— begin RECORD EXTRACTS —

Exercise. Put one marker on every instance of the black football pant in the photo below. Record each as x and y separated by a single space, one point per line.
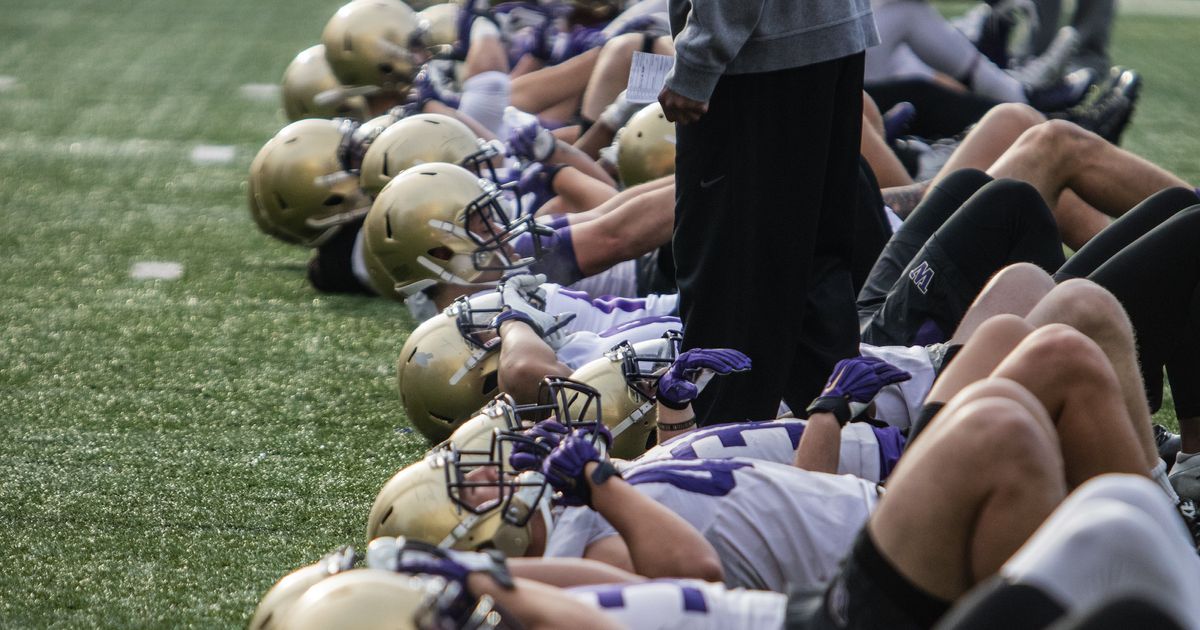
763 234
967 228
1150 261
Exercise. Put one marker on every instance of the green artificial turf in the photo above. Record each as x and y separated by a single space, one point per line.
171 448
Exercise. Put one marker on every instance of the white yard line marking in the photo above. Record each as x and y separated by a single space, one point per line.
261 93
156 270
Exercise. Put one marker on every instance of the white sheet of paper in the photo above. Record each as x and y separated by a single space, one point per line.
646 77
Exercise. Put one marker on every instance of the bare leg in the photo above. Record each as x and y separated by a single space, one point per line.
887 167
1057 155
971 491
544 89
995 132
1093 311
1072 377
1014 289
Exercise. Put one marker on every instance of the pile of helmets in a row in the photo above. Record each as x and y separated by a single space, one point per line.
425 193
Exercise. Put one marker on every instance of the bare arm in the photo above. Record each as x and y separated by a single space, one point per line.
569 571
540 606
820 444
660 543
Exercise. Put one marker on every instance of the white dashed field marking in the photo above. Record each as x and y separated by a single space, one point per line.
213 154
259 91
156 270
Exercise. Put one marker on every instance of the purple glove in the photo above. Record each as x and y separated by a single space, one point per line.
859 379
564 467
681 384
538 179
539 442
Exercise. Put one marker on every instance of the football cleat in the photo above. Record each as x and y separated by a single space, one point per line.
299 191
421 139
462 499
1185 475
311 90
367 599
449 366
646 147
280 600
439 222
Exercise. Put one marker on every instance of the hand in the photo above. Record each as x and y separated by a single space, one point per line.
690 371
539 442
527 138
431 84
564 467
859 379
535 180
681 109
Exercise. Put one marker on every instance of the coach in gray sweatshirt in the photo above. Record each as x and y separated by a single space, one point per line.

— end RECORD EXTRACTS —
— begin RECORD EXTRACTS —

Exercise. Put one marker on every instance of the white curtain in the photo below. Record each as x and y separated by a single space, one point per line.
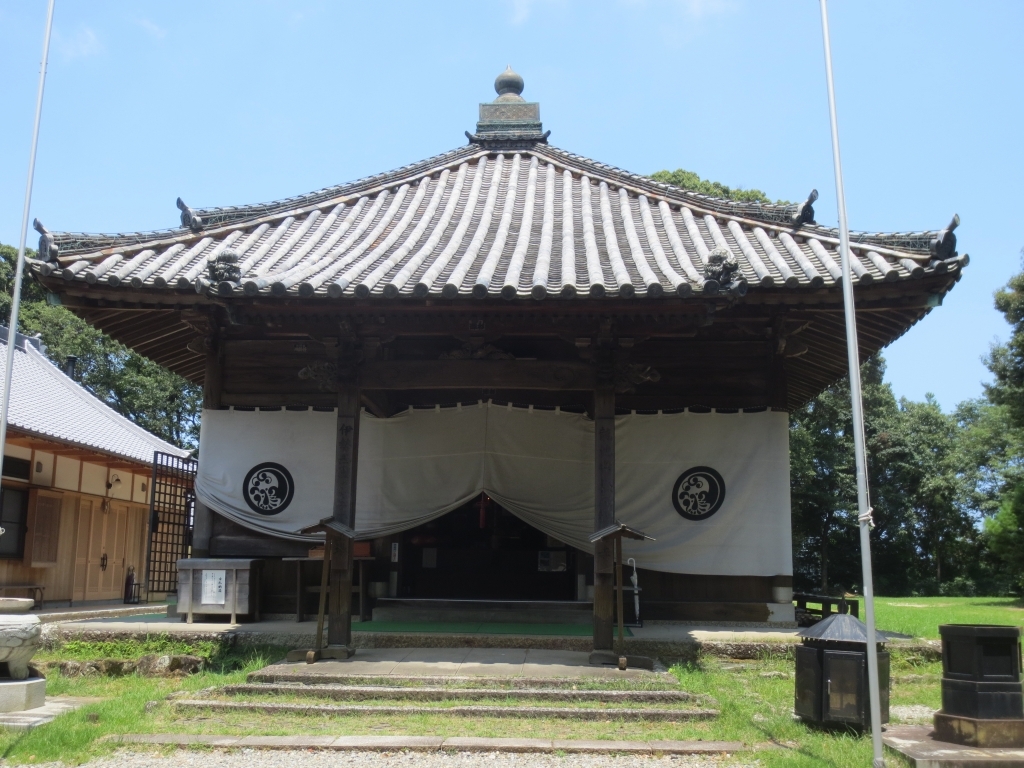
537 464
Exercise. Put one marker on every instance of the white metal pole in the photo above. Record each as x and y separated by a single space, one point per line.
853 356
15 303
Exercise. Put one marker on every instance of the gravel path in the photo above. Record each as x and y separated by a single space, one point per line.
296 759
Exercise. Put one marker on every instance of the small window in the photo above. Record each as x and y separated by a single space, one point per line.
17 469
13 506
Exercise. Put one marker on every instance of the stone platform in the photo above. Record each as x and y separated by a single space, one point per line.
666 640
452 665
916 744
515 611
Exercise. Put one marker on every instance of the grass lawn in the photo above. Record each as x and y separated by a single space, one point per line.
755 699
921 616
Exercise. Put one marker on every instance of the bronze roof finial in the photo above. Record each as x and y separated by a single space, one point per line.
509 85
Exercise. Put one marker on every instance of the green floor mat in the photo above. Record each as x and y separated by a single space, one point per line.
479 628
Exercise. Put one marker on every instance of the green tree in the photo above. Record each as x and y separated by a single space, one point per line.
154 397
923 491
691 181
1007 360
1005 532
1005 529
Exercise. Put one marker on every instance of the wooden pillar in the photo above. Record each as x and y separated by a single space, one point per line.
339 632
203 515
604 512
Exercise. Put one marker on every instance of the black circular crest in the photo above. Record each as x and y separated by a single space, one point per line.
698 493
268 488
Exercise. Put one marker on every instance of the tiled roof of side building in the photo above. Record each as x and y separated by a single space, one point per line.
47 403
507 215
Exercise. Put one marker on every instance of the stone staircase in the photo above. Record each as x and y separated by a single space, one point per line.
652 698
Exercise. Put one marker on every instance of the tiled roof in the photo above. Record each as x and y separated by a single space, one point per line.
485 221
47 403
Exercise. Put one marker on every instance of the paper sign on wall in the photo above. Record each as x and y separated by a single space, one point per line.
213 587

— end RECORD EXTRACTS —
— begin RECORD EXTRACTS —

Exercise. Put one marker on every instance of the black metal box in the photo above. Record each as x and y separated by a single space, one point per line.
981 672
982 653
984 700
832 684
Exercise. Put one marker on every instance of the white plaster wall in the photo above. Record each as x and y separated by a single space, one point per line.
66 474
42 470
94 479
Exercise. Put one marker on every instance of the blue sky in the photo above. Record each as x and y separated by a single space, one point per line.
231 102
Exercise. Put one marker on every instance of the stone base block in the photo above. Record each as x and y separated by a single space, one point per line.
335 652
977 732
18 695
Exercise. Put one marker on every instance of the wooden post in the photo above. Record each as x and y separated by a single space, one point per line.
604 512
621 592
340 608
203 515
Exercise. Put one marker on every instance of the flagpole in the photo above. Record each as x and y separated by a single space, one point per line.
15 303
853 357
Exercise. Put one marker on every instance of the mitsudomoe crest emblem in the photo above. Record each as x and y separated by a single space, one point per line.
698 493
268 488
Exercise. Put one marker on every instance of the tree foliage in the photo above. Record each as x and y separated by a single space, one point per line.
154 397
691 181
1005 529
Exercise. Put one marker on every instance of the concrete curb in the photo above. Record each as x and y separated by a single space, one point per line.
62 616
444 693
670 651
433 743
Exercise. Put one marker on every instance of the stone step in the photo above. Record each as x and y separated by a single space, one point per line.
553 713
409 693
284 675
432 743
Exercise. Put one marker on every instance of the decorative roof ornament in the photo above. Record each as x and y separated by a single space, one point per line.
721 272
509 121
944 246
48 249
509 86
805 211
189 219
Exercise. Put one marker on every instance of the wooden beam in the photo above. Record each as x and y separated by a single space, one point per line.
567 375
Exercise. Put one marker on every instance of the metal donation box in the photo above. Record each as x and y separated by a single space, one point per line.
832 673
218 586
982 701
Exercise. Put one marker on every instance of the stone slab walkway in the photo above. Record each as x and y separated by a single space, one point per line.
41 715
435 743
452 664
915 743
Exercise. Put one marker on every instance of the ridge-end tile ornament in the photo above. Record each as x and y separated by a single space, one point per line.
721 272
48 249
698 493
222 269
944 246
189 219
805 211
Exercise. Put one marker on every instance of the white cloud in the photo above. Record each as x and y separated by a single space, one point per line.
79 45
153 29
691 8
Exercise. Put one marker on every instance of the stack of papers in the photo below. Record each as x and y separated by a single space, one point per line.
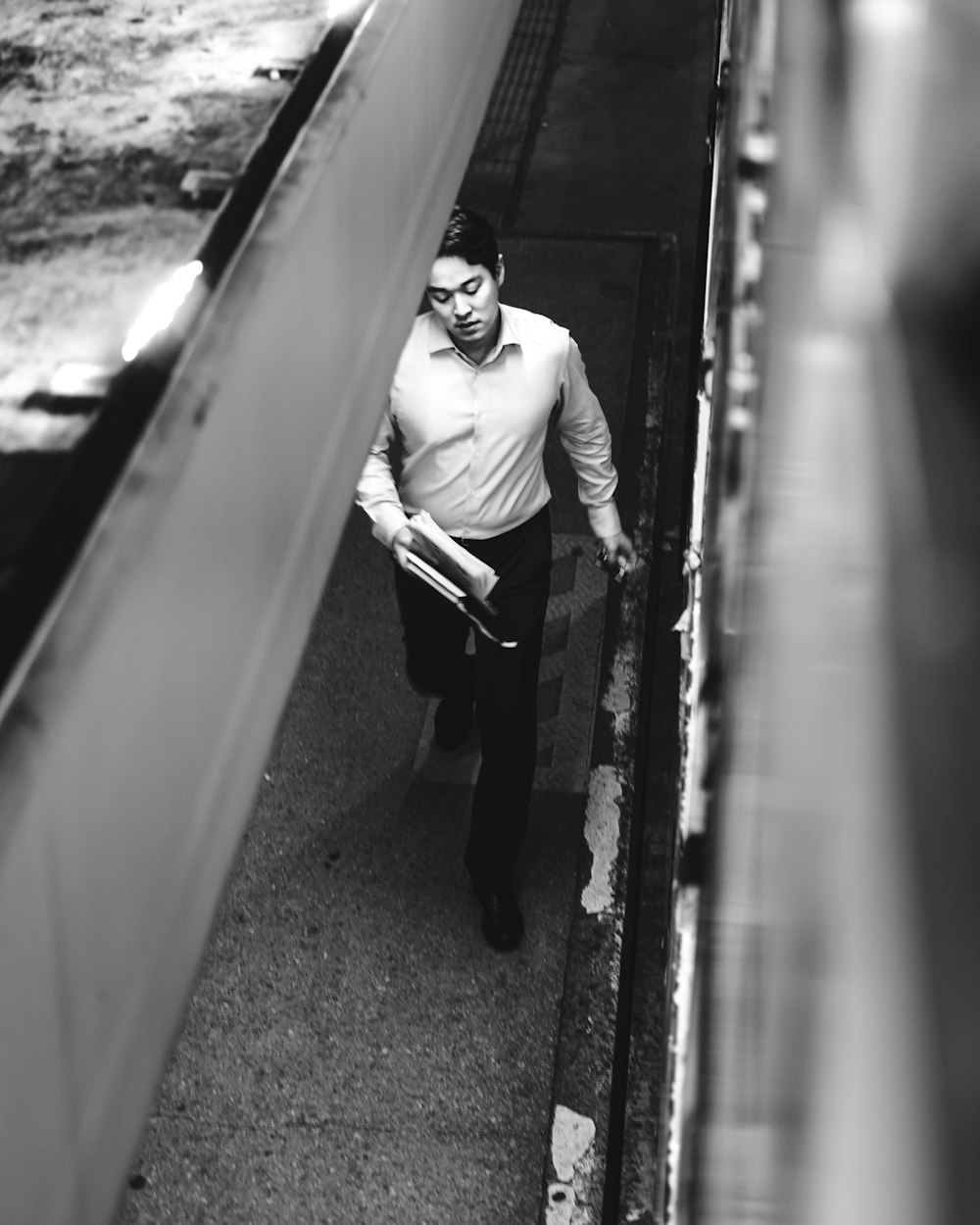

— end RECORD EXTRACTS —

▶ _TASK INSTRUCTIONS_:
Gather every line of the items above that contains the string "bare", copying each line in full.

▶ _EXERCISE OUTPUT_:
Exercise. Put one marker on every instance of the bare leg in the photo above. Record each as x and y separated by a single space, one point per line.
Exercise. Put one marker on every instance of the bare arm in the photo above. Record each as x and y separated by a single space, one point per line.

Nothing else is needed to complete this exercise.